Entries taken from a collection
##########
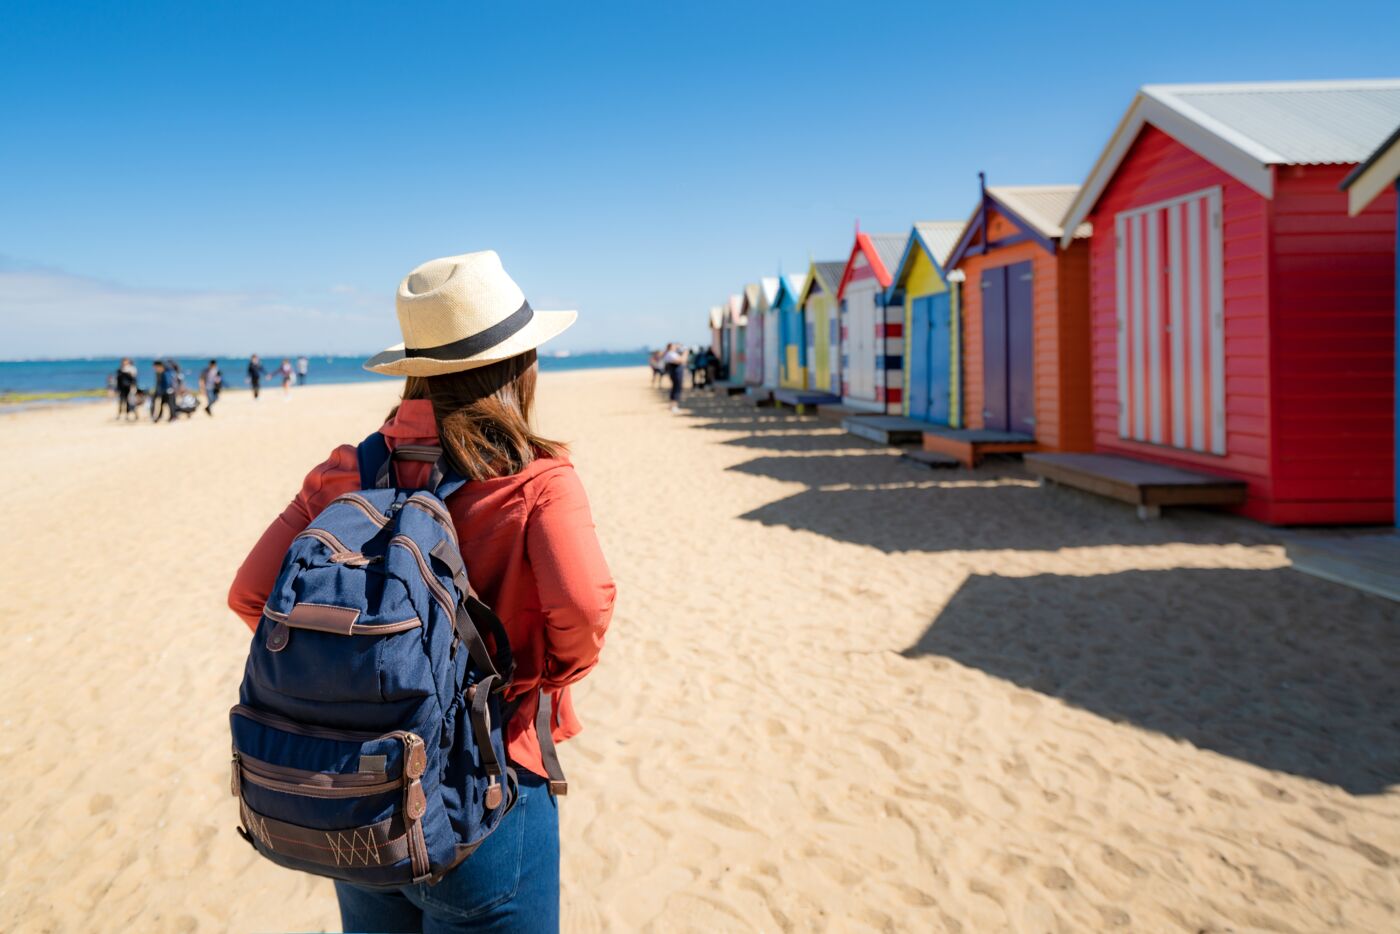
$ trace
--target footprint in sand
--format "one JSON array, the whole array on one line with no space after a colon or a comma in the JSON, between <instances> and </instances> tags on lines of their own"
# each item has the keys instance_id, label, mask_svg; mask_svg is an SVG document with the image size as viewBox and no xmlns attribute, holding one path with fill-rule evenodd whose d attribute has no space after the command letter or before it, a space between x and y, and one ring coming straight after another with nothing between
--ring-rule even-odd
<instances>
[{"instance_id":1,"label":"footprint in sand","mask_svg":"<svg viewBox=\"0 0 1400 934\"><path fill-rule=\"evenodd\" d=\"M1121 872L1125 876L1132 876L1141 879L1147 875L1147 870L1127 857L1122 850L1114 849L1111 846L1103 848L1104 865L1115 872Z\"/></svg>"},{"instance_id":2,"label":"footprint in sand","mask_svg":"<svg viewBox=\"0 0 1400 934\"><path fill-rule=\"evenodd\" d=\"M1066 889L1074 888L1074 876L1071 876L1059 866L1042 866L1040 869L1036 870L1035 875L1036 878L1040 880L1040 884L1047 889L1063 892Z\"/></svg>"},{"instance_id":3,"label":"footprint in sand","mask_svg":"<svg viewBox=\"0 0 1400 934\"><path fill-rule=\"evenodd\" d=\"M1375 844L1367 843L1365 840L1350 837L1347 840L1347 846L1364 856L1372 865L1379 866L1382 869L1387 868L1391 863L1395 862L1394 857L1385 850L1382 850Z\"/></svg>"},{"instance_id":4,"label":"footprint in sand","mask_svg":"<svg viewBox=\"0 0 1400 934\"><path fill-rule=\"evenodd\" d=\"M1284 804L1292 804L1298 800L1284 789L1270 782L1256 781L1254 787L1259 789L1259 793L1270 801L1282 801Z\"/></svg>"},{"instance_id":5,"label":"footprint in sand","mask_svg":"<svg viewBox=\"0 0 1400 934\"><path fill-rule=\"evenodd\" d=\"M1103 920L1105 928L1125 928L1133 923L1132 916L1122 908L1114 908L1111 905L1095 905L1094 908Z\"/></svg>"},{"instance_id":6,"label":"footprint in sand","mask_svg":"<svg viewBox=\"0 0 1400 934\"><path fill-rule=\"evenodd\" d=\"M116 804L116 799L111 795L93 795L88 801L88 813L101 814L111 810L113 804Z\"/></svg>"}]
</instances>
##########
Instructions to follow:
Could you set down, word for word, only the lines above from the line with "--target footprint in sand" to the line with "# each item", including both?

Expected output:
--target footprint in sand
--format "one JSON array, the whole array on one line with no space after a colon or a comma in the JSON, between <instances> and </instances> tags on lines of their own"
# each item has the keys instance_id, label, mask_svg; mask_svg is an SVG document with the image size as viewBox and no xmlns attribute, holding one path with fill-rule evenodd whose d attribute has no space after the command letter or before it, a space between x and y, and one ring coming straight after another with nothing between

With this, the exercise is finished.